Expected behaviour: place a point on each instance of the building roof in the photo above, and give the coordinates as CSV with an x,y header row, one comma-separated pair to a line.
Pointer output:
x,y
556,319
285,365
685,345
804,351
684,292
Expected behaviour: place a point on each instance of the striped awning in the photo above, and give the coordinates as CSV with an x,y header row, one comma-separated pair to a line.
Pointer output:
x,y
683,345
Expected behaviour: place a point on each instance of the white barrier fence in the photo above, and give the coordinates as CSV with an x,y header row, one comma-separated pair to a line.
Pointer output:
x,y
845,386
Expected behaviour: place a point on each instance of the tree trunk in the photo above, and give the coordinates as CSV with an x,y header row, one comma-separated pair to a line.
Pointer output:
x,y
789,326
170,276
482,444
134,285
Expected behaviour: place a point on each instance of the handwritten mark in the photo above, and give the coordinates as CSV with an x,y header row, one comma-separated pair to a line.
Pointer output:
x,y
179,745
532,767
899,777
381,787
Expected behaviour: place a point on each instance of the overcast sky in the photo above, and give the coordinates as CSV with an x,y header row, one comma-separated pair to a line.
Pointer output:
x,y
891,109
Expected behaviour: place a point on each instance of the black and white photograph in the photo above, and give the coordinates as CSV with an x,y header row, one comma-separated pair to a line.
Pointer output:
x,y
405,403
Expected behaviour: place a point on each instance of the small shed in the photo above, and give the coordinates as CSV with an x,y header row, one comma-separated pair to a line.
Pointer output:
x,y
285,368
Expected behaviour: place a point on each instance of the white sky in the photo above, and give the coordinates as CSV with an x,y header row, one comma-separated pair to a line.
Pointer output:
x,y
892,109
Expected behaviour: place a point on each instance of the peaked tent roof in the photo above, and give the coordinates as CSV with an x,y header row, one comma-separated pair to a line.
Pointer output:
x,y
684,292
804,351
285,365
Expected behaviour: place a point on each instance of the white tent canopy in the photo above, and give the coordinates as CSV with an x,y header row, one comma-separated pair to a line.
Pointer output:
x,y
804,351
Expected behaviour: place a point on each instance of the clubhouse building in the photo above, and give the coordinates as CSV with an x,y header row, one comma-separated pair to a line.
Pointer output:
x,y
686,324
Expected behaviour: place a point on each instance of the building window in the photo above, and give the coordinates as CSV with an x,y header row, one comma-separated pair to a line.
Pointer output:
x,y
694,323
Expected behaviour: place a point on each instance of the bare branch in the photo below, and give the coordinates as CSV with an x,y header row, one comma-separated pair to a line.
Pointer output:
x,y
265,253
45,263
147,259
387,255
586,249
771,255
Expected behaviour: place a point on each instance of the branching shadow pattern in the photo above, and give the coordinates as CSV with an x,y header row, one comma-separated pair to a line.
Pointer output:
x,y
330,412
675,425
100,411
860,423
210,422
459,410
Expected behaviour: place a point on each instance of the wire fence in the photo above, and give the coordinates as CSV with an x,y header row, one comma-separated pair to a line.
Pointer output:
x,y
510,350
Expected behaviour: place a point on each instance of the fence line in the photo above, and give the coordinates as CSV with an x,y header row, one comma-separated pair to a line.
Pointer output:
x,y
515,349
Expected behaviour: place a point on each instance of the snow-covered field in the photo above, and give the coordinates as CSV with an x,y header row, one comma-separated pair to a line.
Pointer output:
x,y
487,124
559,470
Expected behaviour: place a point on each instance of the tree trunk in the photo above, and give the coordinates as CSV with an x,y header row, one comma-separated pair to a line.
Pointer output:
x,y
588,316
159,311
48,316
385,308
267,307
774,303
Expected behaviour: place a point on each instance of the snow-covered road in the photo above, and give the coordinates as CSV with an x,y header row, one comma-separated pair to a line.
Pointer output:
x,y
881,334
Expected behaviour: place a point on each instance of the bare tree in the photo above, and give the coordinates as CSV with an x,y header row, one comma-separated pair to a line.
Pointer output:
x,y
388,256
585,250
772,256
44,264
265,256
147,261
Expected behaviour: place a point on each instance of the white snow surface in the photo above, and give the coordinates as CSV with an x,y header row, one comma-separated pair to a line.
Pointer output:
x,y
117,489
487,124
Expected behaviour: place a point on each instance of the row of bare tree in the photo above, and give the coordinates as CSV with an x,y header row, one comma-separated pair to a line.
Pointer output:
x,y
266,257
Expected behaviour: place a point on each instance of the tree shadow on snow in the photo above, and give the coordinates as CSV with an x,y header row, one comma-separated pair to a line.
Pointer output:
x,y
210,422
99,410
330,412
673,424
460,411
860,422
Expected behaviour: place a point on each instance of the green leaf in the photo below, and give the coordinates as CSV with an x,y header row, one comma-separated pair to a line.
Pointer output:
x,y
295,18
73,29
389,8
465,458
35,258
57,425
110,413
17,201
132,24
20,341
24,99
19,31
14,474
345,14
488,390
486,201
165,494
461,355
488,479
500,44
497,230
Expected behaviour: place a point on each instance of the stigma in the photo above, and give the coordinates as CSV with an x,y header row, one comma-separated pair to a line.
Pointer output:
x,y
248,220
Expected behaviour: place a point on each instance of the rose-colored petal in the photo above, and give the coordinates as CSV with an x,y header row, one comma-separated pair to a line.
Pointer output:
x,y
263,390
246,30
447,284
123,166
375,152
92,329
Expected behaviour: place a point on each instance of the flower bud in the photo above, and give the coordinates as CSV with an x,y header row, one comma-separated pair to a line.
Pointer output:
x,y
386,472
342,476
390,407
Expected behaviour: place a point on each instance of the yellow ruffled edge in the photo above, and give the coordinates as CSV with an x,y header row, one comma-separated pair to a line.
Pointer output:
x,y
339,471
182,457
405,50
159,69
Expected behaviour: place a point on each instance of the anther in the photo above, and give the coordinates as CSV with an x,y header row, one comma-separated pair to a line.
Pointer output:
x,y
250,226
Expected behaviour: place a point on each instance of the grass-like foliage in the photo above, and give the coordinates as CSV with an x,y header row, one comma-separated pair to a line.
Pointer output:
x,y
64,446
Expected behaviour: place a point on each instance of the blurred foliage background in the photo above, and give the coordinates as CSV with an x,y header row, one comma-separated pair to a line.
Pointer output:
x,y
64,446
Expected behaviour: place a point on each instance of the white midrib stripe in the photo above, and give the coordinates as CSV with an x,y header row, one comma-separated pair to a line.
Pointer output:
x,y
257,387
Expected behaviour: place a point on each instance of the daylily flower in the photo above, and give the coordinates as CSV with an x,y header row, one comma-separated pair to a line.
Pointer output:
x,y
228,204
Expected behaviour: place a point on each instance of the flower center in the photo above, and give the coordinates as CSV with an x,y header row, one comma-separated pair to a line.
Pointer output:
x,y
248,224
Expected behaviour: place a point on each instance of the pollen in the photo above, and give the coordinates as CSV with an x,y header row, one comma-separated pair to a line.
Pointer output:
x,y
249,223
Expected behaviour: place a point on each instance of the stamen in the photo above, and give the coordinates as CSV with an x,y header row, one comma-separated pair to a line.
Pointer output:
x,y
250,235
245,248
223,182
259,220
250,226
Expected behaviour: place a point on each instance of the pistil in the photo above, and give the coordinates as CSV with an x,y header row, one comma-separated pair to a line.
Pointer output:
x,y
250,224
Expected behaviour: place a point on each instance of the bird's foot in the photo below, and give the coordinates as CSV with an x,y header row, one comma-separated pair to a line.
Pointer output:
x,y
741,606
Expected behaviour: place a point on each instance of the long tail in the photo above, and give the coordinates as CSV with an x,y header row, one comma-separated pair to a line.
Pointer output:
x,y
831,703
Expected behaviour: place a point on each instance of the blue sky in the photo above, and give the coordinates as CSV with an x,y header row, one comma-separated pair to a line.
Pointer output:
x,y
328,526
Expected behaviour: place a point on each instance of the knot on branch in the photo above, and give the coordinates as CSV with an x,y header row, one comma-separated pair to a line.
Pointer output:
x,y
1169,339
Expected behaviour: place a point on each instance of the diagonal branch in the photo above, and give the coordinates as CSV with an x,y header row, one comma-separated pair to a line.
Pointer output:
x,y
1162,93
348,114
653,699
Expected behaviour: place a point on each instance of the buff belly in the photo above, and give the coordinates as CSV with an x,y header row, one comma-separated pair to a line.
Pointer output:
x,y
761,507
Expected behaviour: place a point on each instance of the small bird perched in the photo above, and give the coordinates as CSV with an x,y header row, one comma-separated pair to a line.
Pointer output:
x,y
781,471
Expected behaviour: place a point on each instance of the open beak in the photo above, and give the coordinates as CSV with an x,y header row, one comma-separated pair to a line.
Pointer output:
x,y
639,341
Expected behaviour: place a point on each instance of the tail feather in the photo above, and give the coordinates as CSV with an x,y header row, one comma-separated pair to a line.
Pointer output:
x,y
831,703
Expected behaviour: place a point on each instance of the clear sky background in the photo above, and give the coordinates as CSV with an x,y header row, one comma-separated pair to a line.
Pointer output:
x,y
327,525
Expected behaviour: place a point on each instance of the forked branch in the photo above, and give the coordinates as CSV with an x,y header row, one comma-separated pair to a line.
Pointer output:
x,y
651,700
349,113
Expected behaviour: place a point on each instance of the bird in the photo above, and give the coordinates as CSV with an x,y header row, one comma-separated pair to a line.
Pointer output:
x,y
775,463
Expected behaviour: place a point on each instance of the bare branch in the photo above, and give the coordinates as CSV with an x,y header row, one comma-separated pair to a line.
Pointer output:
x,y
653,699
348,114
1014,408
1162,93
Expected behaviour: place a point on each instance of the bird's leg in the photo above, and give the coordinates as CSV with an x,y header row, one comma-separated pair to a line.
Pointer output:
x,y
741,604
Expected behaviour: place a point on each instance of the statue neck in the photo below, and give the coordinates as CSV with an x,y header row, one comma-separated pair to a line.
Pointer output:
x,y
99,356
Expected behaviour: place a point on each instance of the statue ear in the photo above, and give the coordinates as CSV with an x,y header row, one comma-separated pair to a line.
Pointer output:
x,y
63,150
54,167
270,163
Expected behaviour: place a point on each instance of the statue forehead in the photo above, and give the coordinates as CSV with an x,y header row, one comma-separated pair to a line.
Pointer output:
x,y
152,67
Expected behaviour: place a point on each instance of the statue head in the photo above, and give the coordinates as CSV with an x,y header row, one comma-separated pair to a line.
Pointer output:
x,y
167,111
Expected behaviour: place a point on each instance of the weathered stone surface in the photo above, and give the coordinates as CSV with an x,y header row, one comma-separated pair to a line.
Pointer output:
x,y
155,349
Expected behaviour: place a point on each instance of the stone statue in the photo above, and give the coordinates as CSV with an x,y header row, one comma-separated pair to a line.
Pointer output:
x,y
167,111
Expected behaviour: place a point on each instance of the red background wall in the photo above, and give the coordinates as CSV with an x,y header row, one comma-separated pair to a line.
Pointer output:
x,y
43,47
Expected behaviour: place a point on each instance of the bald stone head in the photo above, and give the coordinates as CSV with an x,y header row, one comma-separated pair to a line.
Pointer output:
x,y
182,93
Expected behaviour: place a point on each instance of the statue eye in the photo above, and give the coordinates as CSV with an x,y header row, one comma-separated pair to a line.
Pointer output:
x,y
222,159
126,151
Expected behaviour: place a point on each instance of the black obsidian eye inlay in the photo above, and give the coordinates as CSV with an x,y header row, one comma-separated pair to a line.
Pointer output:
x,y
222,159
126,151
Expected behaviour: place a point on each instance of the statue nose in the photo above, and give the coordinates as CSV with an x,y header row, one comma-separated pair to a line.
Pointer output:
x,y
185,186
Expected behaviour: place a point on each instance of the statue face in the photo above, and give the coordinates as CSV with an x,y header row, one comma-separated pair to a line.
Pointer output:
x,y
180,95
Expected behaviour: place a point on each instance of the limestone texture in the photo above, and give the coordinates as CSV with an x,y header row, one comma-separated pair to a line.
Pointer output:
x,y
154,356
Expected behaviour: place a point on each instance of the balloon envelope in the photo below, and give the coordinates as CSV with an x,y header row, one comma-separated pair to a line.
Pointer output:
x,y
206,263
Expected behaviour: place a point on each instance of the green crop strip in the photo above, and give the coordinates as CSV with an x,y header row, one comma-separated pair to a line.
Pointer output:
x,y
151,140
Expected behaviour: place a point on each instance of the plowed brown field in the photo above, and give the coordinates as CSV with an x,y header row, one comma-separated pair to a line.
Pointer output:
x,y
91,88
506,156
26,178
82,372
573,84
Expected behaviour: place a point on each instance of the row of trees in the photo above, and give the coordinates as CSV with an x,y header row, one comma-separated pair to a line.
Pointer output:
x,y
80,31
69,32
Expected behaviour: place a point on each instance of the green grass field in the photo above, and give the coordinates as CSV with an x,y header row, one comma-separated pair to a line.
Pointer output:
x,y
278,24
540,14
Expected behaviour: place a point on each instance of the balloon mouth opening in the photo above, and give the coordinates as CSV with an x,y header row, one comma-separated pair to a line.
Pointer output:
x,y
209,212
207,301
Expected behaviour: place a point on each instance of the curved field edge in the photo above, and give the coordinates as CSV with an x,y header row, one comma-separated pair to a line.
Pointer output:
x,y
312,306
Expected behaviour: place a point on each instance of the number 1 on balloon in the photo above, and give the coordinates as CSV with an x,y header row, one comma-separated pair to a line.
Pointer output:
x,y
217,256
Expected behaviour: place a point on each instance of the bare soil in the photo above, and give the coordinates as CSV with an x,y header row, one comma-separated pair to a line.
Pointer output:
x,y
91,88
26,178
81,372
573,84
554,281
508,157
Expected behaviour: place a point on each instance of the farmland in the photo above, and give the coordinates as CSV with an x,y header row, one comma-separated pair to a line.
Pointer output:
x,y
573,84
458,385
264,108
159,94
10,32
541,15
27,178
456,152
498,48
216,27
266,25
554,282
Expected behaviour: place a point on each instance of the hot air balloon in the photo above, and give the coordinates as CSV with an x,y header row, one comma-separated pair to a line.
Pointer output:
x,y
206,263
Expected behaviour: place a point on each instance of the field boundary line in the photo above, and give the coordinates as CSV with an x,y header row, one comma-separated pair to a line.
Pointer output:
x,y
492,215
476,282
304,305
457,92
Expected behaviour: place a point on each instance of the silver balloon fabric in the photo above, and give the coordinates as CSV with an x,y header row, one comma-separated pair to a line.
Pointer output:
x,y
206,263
☆ ☆ ☆
(Required work):
Copy out all lines of the listing where the word "background" appears.

(Solved problem):
Expected behaviour: place a point on each instance of the blurred foliage background in the photo above, and give the coordinates as CSV with an x,y header row, one comma-separated pair to a line.
Expected behaviour: place a point on each instance of the clear sky background in the photo above, and give the coordinates as CSV with an x,y header row, one comma-separated pair to a line.
Expected behaviour: place a point on each instance of the red background wall in the photo above, and give the coordinates as CSV with an x,y header row, one comma-separated pair to a line.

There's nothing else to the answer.